(Entries taken from a collection)
===============
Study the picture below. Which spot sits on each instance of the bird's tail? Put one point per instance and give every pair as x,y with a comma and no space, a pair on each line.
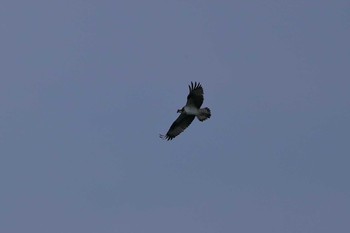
204,113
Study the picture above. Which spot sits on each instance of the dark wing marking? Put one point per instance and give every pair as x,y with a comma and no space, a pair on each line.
195,97
179,125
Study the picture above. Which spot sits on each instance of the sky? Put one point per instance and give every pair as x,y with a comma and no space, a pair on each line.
87,86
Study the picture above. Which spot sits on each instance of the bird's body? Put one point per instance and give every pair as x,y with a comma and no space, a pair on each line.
189,112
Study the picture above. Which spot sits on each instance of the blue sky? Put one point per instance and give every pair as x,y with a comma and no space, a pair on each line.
87,86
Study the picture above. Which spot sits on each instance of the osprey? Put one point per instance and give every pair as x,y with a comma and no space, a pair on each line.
189,112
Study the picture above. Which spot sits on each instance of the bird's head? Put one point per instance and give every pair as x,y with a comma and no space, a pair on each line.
180,110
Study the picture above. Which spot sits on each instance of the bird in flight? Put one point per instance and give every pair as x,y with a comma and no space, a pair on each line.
189,112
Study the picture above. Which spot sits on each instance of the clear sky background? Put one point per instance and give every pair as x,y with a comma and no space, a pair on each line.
87,86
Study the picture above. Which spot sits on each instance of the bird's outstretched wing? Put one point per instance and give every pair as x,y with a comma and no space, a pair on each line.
195,97
179,125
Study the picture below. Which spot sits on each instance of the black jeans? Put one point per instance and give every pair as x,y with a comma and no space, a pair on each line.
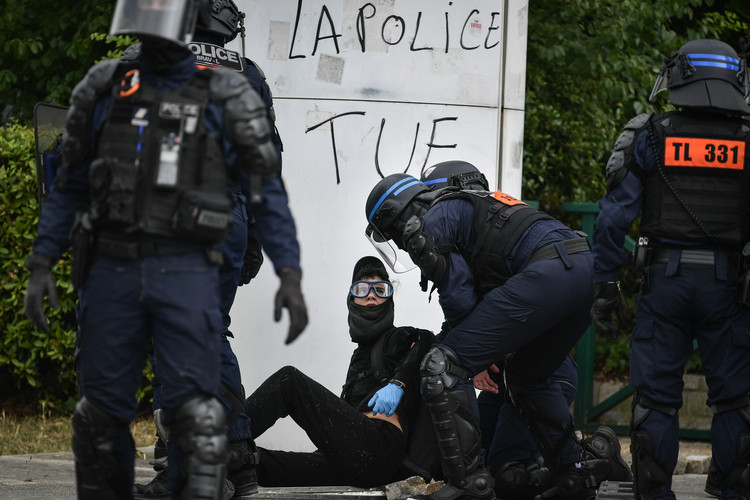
352,449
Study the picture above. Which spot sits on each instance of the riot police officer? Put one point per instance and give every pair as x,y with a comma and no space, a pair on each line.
514,284
149,151
218,24
510,453
686,171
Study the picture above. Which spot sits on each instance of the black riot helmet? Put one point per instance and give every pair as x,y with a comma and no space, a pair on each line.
393,201
220,18
461,174
705,74
167,20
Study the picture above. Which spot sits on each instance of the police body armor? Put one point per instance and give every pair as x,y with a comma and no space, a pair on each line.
158,170
495,213
705,171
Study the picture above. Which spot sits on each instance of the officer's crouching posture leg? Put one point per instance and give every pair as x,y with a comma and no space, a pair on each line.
650,478
455,427
243,454
598,460
99,470
199,429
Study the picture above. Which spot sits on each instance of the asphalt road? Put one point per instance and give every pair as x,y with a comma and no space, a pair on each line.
51,476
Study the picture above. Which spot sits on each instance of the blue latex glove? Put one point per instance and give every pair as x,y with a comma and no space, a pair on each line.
386,400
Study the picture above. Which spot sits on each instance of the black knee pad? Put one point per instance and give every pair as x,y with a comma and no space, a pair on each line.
440,370
455,425
199,429
237,402
536,419
98,468
650,478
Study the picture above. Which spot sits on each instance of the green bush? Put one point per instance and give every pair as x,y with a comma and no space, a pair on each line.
34,366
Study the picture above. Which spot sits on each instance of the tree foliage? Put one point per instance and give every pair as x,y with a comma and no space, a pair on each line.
590,68
591,65
34,366
46,48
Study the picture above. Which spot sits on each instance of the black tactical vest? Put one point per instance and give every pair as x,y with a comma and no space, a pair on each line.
157,170
499,222
704,197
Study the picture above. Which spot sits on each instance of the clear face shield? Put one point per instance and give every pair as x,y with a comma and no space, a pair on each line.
660,84
744,80
172,20
398,260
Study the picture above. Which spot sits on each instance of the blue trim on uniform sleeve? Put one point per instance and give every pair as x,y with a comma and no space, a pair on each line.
728,62
390,190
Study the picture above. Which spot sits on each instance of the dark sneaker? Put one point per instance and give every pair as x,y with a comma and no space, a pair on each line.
479,486
241,469
713,480
227,491
157,488
516,481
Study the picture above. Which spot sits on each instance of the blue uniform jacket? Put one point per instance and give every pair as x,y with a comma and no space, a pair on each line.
449,222
60,207
617,211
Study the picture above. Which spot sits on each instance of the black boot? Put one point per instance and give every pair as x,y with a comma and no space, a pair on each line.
243,458
516,481
601,461
713,480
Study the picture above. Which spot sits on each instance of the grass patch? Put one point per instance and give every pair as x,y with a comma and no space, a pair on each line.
21,435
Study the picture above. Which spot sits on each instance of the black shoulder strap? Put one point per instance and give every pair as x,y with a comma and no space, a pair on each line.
377,366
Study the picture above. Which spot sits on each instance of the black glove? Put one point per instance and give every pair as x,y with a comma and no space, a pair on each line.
289,295
252,261
607,301
40,285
===============
To do — Leaving aside the images, write out the entries above word for word.

Final answer —
Study the picture below. Which spot sits on each instance of the bird's tail? Put one point per instance and give every pair as x,y with a comma and no space, a pair on each line.
204,113
Study the picture above. Which spot sits on each instance of the dark wing marking? Put one point per instance and give every pair as x,y with a comma and no space, a pair on each line.
195,97
179,125
Study the picture above. Which spot sits on each instance of the sky? Put one point per instance and give every pair as x,y with a comma and no space, a pair on each line.
87,86
Study the picture above. Which spot sits on each instance of the bird's body? Put one point per instance and give every pair as x,y with a comma and no space, a pair on each line.
189,112
Study the picture above. Which spot sits on each instance of the blue sky? Put one point per instance and give every pair as x,y with a comma and no space, a pair on each line.
87,86
Study the picture above. Which spot sits on each instance of the osprey? Put one point per instance and give every pair as x,y with a comma and no space, a pair on each line.
189,112
Study the picture above. Which spot sits on each instance of the bird's head? Put one point per instance and give every pair as x,y with a comma and no space, a pair on each line.
180,110
Study the picture above. Which spot sits on each instance of the bird in flight? Put one point per instance and give every pair as x,y with a comma and no space, a pair on each line.
189,112
Study the picture above. Which spot sits on each instance of the clear sky background? Put one point per instance and give every pair as x,y with a comma and no space, a pair on each line.
87,86
Study the picture above. Which spot sits on each instance of the bird's outstretched wing? Put one point per instance and give every pair as x,y with a comma and no space, a pair on each line.
195,97
179,125
Study the picture below. Which spot sits on each instance of the black jeans? Put one point per instance and give every pair as x,y with a comma and no space, a pair on each line.
352,449
Study the picture above. Which spot sits on each instance of the riot police officer? Put one point per instance and give every pair as x,y with a comma and no space, a pair on each line.
514,284
149,151
218,24
510,453
686,171
Study the picture above. Which spot sits on each instance of the black riot helmet? Put one point per instance and give every pair as x,y with a comma and no space, a pair on each line.
393,201
220,18
461,174
705,74
167,20
Study the picture above. Which spot sits on each instance of the police body armor? Put one point per instance and give every pair as x,y with a comma and no space, a pair on each line.
158,170
495,213
705,171
Study the picture above. Which spot sits on each instance of the officer's crouching posture leg? Put one point per instance and give every pair as x,y with a comma and no space, a pair on each line.
650,478
455,427
243,454
598,460
99,470
199,429
Study the picture above. Which spot sits on each instance of the asphalt road? Put one point per instance and give every pair as x,y with a comma and no space, a pair on each line.
51,476
Study the picture above. Which spot sits on each instance of the blue latex glove? Put one point per instance and give every pair as x,y with a comma and no space, a pair on each line.
386,400
Study the picture above. Which spot sits on each instance of the black knee pad? Put one point per instance and give every pair as x,y with a comma and no space, a pair on each line.
440,370
455,425
199,429
237,402
536,419
98,468
650,478
Study the picture above. Which spot sits on each instance of the green bush? Put one point per instance and give every pair as x,y with a comma and no space, a pair on each line.
34,366
Study the picture above. Which spot sits on each instance of the tree foliage? Put one point per instance and give every pair as x,y with a comma and no space, a pair on each line.
590,68
591,65
34,366
46,48
Study the picture above. Which spot sits on each instance of the black tactical vest? Put one point per instance and give every pair as x,y with a comma and no space, a pair on each line.
157,170
499,222
704,197
Study the picture above. Which spot sits on each instance of the clear face shield? Put one point per instance and give every pair as x,y with a comma and no space, a pair on each line.
660,84
744,80
172,20
398,260
Study the picture above. Which spot sits on each instance of the blue trim on uniform sleeve? Put one point per instance and give every pair as x,y with a comma and no space, a pair on each line.
728,62
390,190
Study the picture above. Which spot sits on each instance of the dark sneaker? Put one point per instance and give every pair as x,y with a comma and no space, a pair on each line.
479,486
241,469
713,480
227,491
157,488
516,481
Study the picture above. Which spot sits on each instance of the blue uniform jacket? Put one point per instance and give every pair as x,y with a comma and no space, a pair on each line.
449,222
60,207
617,211
Study the picture above. Which spot sits on each instance of the black boot? Put one point per instance and give every pair as x,y with a comma and no space, a pair on each line.
243,458
516,481
601,461
713,480
Study the picture above. Which spot sits on each instance of the grass patch? Put one point per instance and give every pair as x,y with a comma and no space, a pair on each line.
21,435
Study the picture above. Which spot sits on each instance of the black shoulder strap? Put one point per instance and give every pair as x,y with a comma and no space, a pair on each line.
377,366
Study the picture above. Which spot sits on each instance of the black glove? Put one point per instance and give every pair as x,y with a comma and no space, a pair on each line.
289,295
252,261
607,301
40,285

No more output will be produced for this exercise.